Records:
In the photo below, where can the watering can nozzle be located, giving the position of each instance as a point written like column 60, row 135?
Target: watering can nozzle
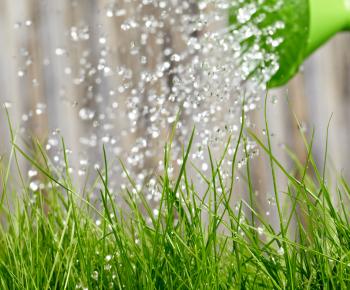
column 316, row 23
column 327, row 17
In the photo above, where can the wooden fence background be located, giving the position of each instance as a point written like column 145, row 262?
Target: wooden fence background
column 31, row 73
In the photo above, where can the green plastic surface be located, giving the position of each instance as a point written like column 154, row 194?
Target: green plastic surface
column 308, row 25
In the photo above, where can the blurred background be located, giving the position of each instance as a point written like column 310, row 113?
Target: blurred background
column 40, row 67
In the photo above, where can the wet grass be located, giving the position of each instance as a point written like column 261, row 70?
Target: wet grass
column 191, row 240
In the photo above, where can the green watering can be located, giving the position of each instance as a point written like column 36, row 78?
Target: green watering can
column 307, row 25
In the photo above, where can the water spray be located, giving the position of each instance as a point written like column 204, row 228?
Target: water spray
column 308, row 24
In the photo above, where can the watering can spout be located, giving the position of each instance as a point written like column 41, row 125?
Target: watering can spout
column 315, row 22
column 327, row 17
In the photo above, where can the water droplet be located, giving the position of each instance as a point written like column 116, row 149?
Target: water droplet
column 86, row 114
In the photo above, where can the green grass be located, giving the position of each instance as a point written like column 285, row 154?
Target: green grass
column 197, row 241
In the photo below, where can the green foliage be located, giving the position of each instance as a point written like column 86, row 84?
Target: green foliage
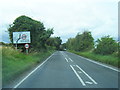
column 54, row 42
column 37, row 30
column 106, row 45
column 16, row 63
column 108, row 59
column 81, row 42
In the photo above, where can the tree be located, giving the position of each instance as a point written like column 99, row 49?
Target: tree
column 37, row 30
column 106, row 45
column 81, row 42
column 54, row 42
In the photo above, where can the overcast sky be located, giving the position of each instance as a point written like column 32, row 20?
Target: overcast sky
column 67, row 17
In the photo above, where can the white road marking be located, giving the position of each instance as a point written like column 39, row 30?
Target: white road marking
column 79, row 71
column 100, row 64
column 32, row 72
column 78, row 76
column 66, row 59
column 88, row 82
column 71, row 60
column 87, row 75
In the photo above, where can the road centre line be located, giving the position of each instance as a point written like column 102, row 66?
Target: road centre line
column 80, row 79
column 71, row 60
column 33, row 71
column 87, row 75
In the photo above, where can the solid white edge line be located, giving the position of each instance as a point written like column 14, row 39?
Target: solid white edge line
column 71, row 60
column 87, row 75
column 100, row 64
column 80, row 79
column 66, row 59
column 32, row 72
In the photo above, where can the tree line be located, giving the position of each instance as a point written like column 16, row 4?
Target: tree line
column 41, row 39
column 85, row 42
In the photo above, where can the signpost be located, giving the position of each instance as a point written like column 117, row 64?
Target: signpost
column 22, row 37
column 27, row 46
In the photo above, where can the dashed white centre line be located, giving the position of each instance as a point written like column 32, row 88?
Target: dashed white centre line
column 71, row 60
column 87, row 75
column 78, row 76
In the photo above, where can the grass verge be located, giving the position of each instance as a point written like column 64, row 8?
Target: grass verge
column 15, row 63
column 108, row 59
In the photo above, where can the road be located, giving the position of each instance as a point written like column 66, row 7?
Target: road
column 67, row 70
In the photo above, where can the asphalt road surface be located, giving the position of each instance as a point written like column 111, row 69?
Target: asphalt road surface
column 66, row 70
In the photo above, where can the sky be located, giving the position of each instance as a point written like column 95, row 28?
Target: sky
column 67, row 17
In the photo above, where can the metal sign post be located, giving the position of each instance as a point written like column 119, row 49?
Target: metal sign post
column 21, row 38
column 26, row 46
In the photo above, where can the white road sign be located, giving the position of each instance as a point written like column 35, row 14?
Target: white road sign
column 21, row 37
column 27, row 46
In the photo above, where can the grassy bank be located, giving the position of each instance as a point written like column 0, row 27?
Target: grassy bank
column 15, row 63
column 108, row 59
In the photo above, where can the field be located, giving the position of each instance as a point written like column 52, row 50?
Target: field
column 15, row 63
column 108, row 59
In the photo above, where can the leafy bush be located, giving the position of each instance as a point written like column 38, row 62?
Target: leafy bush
column 106, row 45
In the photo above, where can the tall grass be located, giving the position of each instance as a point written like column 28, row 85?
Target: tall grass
column 15, row 63
column 108, row 59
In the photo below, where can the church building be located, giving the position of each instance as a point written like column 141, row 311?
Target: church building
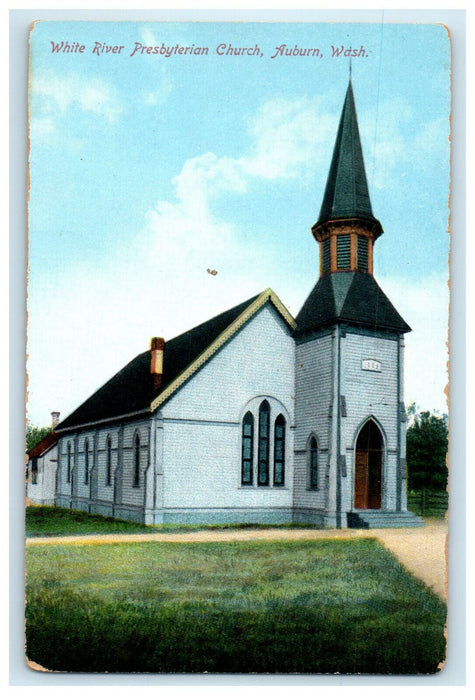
column 254, row 416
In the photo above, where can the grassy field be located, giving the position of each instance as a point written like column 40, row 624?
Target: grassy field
column 49, row 521
column 327, row 606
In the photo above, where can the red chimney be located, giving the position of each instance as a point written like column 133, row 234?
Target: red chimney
column 156, row 361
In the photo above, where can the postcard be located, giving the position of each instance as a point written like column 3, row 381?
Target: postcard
column 238, row 266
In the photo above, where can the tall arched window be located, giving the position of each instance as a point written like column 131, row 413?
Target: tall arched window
column 279, row 450
column 86, row 462
column 313, row 464
column 108, row 461
column 137, row 460
column 263, row 451
column 247, row 447
column 68, row 463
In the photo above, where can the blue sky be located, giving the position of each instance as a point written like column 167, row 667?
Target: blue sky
column 147, row 171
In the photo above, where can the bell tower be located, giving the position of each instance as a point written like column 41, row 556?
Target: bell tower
column 346, row 228
column 349, row 410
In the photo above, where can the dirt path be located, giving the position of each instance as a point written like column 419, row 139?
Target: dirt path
column 421, row 550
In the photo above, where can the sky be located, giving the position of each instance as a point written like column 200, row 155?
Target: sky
column 149, row 170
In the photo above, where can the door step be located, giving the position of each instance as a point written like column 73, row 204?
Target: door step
column 370, row 520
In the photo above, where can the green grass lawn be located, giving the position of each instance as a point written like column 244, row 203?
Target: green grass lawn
column 49, row 521
column 327, row 606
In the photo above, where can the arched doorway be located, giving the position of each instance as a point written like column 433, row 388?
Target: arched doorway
column 368, row 467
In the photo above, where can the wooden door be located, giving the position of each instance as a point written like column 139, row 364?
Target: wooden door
column 374, row 479
column 361, row 479
column 368, row 467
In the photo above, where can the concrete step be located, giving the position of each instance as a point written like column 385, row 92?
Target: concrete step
column 375, row 519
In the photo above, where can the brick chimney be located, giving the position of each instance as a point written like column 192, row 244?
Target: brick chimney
column 54, row 419
column 156, row 361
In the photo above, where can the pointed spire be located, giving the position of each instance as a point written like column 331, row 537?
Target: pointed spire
column 346, row 193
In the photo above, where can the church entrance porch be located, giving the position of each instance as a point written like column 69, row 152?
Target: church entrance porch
column 368, row 468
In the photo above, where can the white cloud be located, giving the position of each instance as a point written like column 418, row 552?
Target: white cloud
column 53, row 93
column 424, row 304
column 160, row 284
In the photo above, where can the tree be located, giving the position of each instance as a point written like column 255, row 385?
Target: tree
column 35, row 435
column 427, row 442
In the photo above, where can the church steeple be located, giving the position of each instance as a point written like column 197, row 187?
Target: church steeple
column 346, row 228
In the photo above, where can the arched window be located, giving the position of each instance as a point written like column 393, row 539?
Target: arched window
column 86, row 462
column 263, row 451
column 313, row 464
column 108, row 461
column 279, row 450
column 68, row 463
column 247, row 446
column 137, row 460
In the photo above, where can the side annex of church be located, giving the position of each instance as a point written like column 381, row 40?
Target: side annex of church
column 254, row 416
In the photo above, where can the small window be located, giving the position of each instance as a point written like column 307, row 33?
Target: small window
column 343, row 256
column 34, row 470
column 137, row 460
column 326, row 256
column 313, row 464
column 362, row 253
column 68, row 463
column 86, row 462
column 247, row 447
column 263, row 457
column 108, row 462
column 279, row 451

_Brief_. Transcribe all of the records above character for character. Exclude the pictures.

_Exercise answer_.
In the photo below, where can the watering can nozzle be located, giving the position of each instance as a point written like column 60, row 135?
Target: watering can nozzle
column 316, row 23
column 327, row 17
In the photo above, where can the wooden fence background be located, giving the position of each instance as a point written like column 145, row 262?
Target: wooden fence background
column 31, row 73
In the photo above, where can the green plastic surface be located, giving the position of each instance as a point written like column 154, row 194?
Target: green plastic surface
column 308, row 25
In the photo above, where can the blurred background be located, giving the position of each instance as a point written like column 310, row 113?
Target: blurred background
column 40, row 67
In the photo above, where can the wet grass be located, giving the position of each instance as a point written like column 261, row 70?
Target: wet grass
column 191, row 240
In the photo above, where can the green watering can be located, giving the position of each instance as a point written like column 36, row 78?
Target: green watering can
column 307, row 25
In the photo above, where can the water spray be located, giving the position of each instance as a point written like column 204, row 228?
Target: water spray
column 308, row 24
In the photo above, where can the watering can spout be located, giving the position of each instance as a point written like column 41, row 125?
Target: watering can spout
column 315, row 22
column 327, row 17
In the photo above, where can the water droplet be located, giving the position of each instance as a point written like column 116, row 149?
Target: water droplet
column 86, row 114
In the photo above, where can the green grass be located, giving the position of each instance as a point written like column 285, row 154?
Target: green grass
column 197, row 241
In the photo below, where can the green foliage be located, giving the position of each instance as a point written like column 86, row 84?
Target: green foliage
column 54, row 42
column 37, row 30
column 106, row 45
column 16, row 63
column 108, row 59
column 81, row 42
In the photo above, where can the tree be located, giving the position of each instance as a point written like column 99, row 49?
Target: tree
column 37, row 30
column 106, row 45
column 81, row 42
column 54, row 42
In the photo above, where can the overcast sky be located, giving the position of each instance as a point written like column 32, row 20?
Target: overcast sky
column 67, row 17
In the photo above, where can the white road marking be located, giving the position of each instance as a point written like column 39, row 30?
Target: white road marking
column 79, row 71
column 100, row 64
column 32, row 72
column 78, row 76
column 66, row 59
column 88, row 82
column 71, row 60
column 87, row 75
In the photo above, where can the road centre line be located, giving the position of each instance as a point written like column 102, row 66?
Target: road centre line
column 80, row 79
column 71, row 60
column 33, row 71
column 87, row 75
In the photo above, where can the solid white edge line be located, giving the position of each instance as a point written like column 14, row 39?
Target: solid white edge line
column 71, row 60
column 87, row 75
column 100, row 64
column 80, row 79
column 66, row 59
column 32, row 72
In the photo above, where can the tree line be located, giving the position of each instance as a point written like column 16, row 4?
Target: tree line
column 41, row 39
column 85, row 42
In the photo above, where can the signpost be located, giving the position of each instance as a point written like column 117, row 64?
Target: signpost
column 22, row 37
column 27, row 46
In the photo above, where can the dashed white centre line be located, giving the position of each instance as a point written like column 32, row 88?
Target: dashed white centre line
column 71, row 60
column 87, row 75
column 78, row 76
In the photo above, where can the grass verge be located, giving the position of each instance as a point written like column 64, row 8?
Target: grass verge
column 15, row 63
column 108, row 59
In the photo above, where can the road be located, giving the position of each instance as a point written like column 66, row 7?
Target: road
column 67, row 70
In the photo above, where can the asphalt road surface be located, giving the position of each instance as a point written like column 111, row 69?
Target: asphalt road surface
column 66, row 70
In the photo above, where can the sky be located, giving the position of each instance as a point written like column 95, row 28?
Target: sky
column 67, row 17
In the photo above, where can the metal sign post be located, giving the position of each instance as a point written like column 119, row 49?
Target: metal sign post
column 21, row 38
column 26, row 46
In the photo above, where can the white road sign be located, giving the position of each instance as a point written like column 35, row 14?
Target: white road sign
column 21, row 37
column 27, row 46
In the photo above, where can the grassy bank be located, giving the position of each instance as a point written like column 0, row 27?
Target: grassy bank
column 15, row 63
column 108, row 59
In the photo above, where can the field be located, giving the position of each instance as a point written like column 52, row 50?
Target: field
column 15, row 63
column 108, row 59
In the photo above, where can the leafy bush be located, giving the position of each instance as a point written like column 38, row 62?
Target: leafy bush
column 106, row 45
In the photo above, where can the tall grass be located, giving the position of each instance as a point written like column 28, row 85?
Target: tall grass
column 15, row 63
column 108, row 59
In the photo below, where can the church building be located, giving the position of each instance as a point written like column 141, row 311?
Target: church building
column 254, row 416
In the photo above, where can the grassy field be located, giving the position of each instance as a point written like column 40, row 624?
Target: grassy field
column 49, row 521
column 327, row 606
In the photo above, where can the red chimney be located, giving the position of each instance as a point written like column 133, row 234?
Target: red chimney
column 156, row 361
In the photo above, where can the postcard be located, giving the position of each instance as a point written like column 3, row 381?
Target: postcard
column 238, row 266
In the photo above, where can the tall arched window be located, giving the position of each instance as a point written like column 131, row 413?
Target: tall arched window
column 279, row 450
column 86, row 462
column 313, row 464
column 108, row 461
column 137, row 460
column 263, row 451
column 247, row 447
column 68, row 463
In the photo above, where can the blue sky be located, giving the position of each instance as a point written like column 167, row 667?
Target: blue sky
column 147, row 171
In the photo above, where can the bell tower be located, giving the position of each instance as a point written like column 41, row 556?
Target: bell tower
column 346, row 228
column 349, row 410
In the photo above, where can the dirt path be located, giving the position of each instance as a point written like column 419, row 139?
Target: dirt path
column 421, row 550
In the photo above, where can the sky be located, giving the position of each instance as a point written like column 200, row 155?
Target: sky
column 149, row 170
In the photo above, where can the door step be located, giving the position of each instance as a point written like column 73, row 204?
Target: door step
column 370, row 520
In the photo above, where can the green grass lawn be located, giving the position of each instance as a point written like column 244, row 203?
Target: green grass lawn
column 49, row 521
column 327, row 606
In the photo above, where can the arched doorway be located, giving the position of each instance as a point written like column 433, row 388?
Target: arched doorway
column 368, row 467
In the photo above, where can the wooden door be located, giving the position of each instance as a point written like column 139, row 364?
Target: wooden door
column 374, row 479
column 361, row 479
column 368, row 467
In the photo above, where can the concrete step be located, giving the position of each instance as a point written like column 385, row 92?
Target: concrete step
column 375, row 519
In the photo above, where can the brick chimney be located, giving the position of each instance as a point written like column 192, row 244?
Target: brick chimney
column 54, row 419
column 156, row 361
In the photo above, where can the pointed spire be located, giving the position of each instance as a point written like column 331, row 537?
Target: pointed spire
column 346, row 193
In the photo above, where can the church entrance porch be located, giving the position of each instance as a point written like column 69, row 152?
Target: church entrance porch
column 368, row 468
In the photo above, where can the white cloud be located, giving the position of each instance as a point written like column 418, row 552?
Target: white cloud
column 53, row 93
column 424, row 304
column 160, row 284
In the photo above, where can the tree be located, giving the position of each instance as a point written like column 255, row 385?
Target: tree
column 35, row 435
column 427, row 442
In the photo above, where can the church steeple be located, giving the position of each instance as a point written like column 197, row 187?
Target: church steeple
column 346, row 228
In the photo above, where can the arched window be located, giving the position of each instance as a point written like column 393, row 539?
Target: arched window
column 86, row 462
column 263, row 451
column 313, row 464
column 108, row 461
column 279, row 450
column 68, row 463
column 247, row 446
column 137, row 460
In the photo above, where can the side annex of church be located, giving the position of each instance as a point written like column 381, row 40?
Target: side annex of church
column 254, row 416
In the photo above, where can the small window be located, giving the position of each instance as a point written like column 307, row 33?
Target: small window
column 343, row 256
column 34, row 470
column 137, row 460
column 326, row 256
column 313, row 464
column 362, row 253
column 68, row 463
column 86, row 462
column 247, row 447
column 263, row 457
column 108, row 462
column 279, row 451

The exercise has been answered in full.